Cita sin cambios las filas de abajo desde la que contiene "Would you mind annotating the tall stone" hasta la última, ambas incluidas.

+++

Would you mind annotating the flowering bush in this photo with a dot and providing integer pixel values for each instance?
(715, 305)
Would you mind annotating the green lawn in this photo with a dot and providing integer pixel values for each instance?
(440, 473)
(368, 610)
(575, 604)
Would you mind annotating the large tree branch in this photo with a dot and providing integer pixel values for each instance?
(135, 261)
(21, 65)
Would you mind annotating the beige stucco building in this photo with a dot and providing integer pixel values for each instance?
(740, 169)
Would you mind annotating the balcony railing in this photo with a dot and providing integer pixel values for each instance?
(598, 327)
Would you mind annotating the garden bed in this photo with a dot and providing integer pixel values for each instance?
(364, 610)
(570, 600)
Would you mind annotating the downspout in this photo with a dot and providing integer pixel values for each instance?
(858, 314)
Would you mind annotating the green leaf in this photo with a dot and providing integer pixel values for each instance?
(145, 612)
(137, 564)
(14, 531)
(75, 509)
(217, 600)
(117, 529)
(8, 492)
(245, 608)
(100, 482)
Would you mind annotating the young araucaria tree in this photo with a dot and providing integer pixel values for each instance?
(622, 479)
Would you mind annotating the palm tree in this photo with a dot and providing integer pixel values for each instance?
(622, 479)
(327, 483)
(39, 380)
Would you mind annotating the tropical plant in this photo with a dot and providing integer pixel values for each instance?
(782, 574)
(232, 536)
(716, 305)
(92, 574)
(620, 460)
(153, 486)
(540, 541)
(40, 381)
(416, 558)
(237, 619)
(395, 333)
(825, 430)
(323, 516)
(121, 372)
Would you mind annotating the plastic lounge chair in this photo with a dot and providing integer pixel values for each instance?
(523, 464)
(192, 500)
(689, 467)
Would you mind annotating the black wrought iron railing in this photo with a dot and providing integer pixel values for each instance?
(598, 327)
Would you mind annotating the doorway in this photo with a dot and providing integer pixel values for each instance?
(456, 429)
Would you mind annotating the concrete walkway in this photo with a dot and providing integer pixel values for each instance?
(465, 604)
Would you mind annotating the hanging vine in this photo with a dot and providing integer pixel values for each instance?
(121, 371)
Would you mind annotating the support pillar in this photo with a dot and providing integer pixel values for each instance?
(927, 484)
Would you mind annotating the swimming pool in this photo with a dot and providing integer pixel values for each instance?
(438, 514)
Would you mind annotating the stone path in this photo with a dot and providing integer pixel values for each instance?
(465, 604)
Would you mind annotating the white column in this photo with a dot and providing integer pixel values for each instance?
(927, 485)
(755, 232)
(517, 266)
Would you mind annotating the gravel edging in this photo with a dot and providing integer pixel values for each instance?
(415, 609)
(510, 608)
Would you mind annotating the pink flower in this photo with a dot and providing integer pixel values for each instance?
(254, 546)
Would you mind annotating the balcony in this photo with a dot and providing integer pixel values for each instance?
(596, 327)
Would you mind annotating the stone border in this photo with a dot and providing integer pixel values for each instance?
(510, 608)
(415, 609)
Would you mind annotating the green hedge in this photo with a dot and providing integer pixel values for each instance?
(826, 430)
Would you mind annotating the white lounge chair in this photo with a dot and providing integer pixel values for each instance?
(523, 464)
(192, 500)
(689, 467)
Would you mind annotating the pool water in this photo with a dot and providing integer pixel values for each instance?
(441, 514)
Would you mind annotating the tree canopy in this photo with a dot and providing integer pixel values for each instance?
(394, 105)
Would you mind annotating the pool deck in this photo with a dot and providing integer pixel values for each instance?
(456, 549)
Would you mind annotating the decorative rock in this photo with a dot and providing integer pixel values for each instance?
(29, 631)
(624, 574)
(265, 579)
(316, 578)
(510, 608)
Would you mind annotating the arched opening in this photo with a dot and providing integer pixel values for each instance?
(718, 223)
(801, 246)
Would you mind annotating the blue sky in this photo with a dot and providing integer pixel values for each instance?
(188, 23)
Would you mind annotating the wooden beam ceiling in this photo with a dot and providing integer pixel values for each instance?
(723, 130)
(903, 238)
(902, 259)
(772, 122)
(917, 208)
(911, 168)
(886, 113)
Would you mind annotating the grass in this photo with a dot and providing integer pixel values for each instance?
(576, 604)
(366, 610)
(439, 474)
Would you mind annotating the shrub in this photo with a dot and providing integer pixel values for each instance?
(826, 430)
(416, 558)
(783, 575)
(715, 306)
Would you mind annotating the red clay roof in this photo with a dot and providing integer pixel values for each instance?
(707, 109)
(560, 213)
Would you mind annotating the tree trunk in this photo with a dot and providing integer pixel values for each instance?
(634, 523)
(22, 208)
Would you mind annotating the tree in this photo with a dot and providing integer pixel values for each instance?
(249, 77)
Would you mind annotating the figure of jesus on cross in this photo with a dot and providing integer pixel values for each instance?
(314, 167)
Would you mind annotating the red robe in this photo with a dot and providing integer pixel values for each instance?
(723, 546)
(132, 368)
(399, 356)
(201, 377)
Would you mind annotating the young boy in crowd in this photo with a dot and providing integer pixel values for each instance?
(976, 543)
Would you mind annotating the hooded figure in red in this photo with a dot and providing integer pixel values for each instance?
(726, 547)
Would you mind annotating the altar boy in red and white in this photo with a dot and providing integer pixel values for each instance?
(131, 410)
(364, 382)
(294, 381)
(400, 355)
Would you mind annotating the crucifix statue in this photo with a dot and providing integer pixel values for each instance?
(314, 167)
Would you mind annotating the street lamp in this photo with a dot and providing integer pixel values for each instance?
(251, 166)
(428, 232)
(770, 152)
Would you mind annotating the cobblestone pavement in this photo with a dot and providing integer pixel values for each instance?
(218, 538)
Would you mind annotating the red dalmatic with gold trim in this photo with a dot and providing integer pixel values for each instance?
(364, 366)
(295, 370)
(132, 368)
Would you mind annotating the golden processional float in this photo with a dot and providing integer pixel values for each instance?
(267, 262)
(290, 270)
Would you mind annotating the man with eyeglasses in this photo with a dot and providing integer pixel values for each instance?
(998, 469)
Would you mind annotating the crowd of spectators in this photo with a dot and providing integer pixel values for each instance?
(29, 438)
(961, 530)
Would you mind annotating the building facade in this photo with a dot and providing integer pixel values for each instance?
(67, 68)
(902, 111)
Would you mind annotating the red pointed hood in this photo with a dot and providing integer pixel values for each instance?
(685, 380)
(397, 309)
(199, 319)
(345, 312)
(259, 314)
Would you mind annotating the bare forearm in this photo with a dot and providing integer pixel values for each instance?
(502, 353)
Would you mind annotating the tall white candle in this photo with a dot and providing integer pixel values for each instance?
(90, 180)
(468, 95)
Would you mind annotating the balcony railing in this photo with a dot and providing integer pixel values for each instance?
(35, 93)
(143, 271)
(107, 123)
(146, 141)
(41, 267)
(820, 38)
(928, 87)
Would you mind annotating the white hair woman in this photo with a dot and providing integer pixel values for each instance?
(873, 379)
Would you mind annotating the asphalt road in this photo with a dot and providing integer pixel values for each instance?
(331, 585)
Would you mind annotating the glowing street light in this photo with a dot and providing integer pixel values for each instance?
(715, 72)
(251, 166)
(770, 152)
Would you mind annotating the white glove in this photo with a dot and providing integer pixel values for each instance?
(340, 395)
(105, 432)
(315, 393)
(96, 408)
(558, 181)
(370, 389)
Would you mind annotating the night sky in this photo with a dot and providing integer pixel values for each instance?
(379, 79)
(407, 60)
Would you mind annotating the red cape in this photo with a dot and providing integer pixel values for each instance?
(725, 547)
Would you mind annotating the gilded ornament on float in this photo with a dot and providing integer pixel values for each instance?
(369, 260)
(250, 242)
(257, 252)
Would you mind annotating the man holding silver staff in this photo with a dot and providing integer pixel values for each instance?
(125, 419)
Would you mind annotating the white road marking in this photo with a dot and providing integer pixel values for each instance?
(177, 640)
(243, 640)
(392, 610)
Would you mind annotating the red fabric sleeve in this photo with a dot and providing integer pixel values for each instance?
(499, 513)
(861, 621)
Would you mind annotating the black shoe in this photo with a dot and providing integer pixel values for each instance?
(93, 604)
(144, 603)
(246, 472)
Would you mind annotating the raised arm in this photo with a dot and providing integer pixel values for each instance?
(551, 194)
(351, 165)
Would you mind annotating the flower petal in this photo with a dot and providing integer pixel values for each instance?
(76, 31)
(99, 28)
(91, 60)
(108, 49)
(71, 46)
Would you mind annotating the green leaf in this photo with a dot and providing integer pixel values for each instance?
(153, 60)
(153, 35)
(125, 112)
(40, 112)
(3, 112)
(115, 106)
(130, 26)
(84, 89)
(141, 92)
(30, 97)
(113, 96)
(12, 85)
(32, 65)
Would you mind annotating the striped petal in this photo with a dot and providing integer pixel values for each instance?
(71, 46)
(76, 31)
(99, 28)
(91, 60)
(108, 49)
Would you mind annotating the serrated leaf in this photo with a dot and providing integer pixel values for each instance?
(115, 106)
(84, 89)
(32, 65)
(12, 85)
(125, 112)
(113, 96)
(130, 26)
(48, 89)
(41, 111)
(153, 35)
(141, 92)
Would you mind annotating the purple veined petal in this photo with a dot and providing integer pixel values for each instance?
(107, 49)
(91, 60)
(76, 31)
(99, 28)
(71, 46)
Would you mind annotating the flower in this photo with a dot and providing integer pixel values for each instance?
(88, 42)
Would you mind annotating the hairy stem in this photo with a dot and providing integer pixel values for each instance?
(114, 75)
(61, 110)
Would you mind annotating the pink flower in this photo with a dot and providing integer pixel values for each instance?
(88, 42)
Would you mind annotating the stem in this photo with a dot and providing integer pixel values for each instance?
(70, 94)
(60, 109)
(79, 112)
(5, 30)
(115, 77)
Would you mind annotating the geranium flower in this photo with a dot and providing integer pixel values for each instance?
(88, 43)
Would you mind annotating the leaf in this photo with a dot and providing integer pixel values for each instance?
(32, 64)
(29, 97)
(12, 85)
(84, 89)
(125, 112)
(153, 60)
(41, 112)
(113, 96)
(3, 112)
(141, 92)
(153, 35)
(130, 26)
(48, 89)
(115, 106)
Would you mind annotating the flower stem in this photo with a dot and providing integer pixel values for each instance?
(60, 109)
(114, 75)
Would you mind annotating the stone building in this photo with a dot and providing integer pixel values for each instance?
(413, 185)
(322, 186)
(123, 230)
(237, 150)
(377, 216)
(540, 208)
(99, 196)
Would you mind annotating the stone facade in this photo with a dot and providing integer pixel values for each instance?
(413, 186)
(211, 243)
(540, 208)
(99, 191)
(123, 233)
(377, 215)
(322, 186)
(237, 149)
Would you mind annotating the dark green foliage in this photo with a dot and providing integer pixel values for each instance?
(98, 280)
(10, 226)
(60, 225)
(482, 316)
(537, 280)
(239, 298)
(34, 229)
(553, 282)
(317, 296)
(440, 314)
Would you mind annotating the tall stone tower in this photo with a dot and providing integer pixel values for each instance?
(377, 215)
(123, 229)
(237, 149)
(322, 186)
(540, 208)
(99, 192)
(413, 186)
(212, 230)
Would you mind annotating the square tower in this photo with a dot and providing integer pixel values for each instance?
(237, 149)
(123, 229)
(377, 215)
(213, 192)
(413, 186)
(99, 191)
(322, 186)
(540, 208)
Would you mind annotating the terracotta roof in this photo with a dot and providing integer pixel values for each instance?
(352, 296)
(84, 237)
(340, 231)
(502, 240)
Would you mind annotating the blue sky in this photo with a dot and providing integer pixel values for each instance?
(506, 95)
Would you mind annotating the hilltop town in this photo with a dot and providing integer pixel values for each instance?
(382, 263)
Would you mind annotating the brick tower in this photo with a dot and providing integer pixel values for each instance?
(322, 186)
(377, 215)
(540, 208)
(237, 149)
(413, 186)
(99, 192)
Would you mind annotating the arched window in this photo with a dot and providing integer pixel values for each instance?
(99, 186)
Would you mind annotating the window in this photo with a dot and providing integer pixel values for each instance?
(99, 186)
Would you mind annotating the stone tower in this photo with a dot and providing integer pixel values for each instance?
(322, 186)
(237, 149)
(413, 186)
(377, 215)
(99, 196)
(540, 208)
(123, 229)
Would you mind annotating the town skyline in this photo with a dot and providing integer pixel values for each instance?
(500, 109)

+++

__Ejercicio resuelto__:
Would you mind annotating the tall stone tower in this photo with a dot and providing integer pixel values for each instance?
(377, 215)
(123, 229)
(237, 149)
(322, 186)
(540, 208)
(99, 192)
(413, 186)
(212, 230)
Would you mind annotating the square tower in this photo with a dot and providing integer pixel values for each instance?
(237, 149)
(123, 229)
(377, 215)
(213, 192)
(413, 186)
(99, 191)
(322, 186)
(540, 208)
Would you mind annotating the terracotta roof in this photo with a dot and providing integer pixel values for each instance?
(352, 296)
(84, 237)
(340, 231)
(502, 240)
Would you mind annotating the blue sky in this photo with a dot and providing integer pixel values for each instance?
(506, 95)
Would you mind annotating the hilltop town in this photo with a dot and providing integer pixel values for each instance?
(382, 263)
Would you mind annotating the brick tower in this photo with a dot and providing integer pixel values for each instance?
(322, 186)
(377, 215)
(540, 208)
(237, 149)
(413, 186)
(99, 192)
Would you mind annotating the arched window in this photo with a dot and providing integer pixel values for each instance?
(99, 186)
Would you mind annotating the window in this photo with a dot and providing integer pixel values for each instance?
(99, 186)
Would you mind annotating the stone tower in this photo with a dot and providing integer pixel values for each instance?
(322, 186)
(237, 149)
(413, 186)
(377, 215)
(99, 196)
(540, 208)
(123, 229)
Would you mind annotating the town skyline in this photo with a dot and providing integer pixel values for each instance?
(500, 109)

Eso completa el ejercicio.